• [Data supplied]:
● ● ● ● ● ● ●
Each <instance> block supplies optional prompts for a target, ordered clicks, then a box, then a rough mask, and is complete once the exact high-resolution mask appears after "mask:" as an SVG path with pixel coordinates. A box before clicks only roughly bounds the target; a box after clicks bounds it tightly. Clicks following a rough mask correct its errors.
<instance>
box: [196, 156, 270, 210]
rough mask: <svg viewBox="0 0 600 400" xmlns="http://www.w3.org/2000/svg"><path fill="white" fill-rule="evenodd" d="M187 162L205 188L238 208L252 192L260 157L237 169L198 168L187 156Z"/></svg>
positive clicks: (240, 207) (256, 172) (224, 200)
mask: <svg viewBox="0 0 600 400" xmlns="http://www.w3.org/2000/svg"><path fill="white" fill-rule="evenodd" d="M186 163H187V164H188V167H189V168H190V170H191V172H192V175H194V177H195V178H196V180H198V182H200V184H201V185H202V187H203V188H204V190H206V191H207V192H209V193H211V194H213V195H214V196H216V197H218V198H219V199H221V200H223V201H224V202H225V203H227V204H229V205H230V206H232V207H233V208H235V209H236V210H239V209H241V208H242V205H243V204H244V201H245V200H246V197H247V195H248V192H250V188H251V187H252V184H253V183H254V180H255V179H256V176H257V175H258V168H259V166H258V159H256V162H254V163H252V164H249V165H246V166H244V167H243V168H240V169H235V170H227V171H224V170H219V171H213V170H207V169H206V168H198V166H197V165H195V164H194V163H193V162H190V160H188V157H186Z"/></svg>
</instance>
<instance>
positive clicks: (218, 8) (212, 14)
● ● ● ● ● ● ●
• [Exercise brief]: I need each line of the entries that holds the string "rough" located and copied.

• [Task solution]:
Each <instance> block supplies optional prompts for a target, ordered clicks, then a box, then a rough mask, and is complete once the exact high-resolution mask appears after "mask:" as an SVG path with pixel coordinates. A box before clicks only roughly bounds the target; a box after clicks bounds it tightly. Clicks following a rough mask correct its errors.
rough mask: <svg viewBox="0 0 600 400" xmlns="http://www.w3.org/2000/svg"><path fill="white" fill-rule="evenodd" d="M187 162L205 188L238 208L252 192L260 157L237 169L198 168L187 156Z"/></svg>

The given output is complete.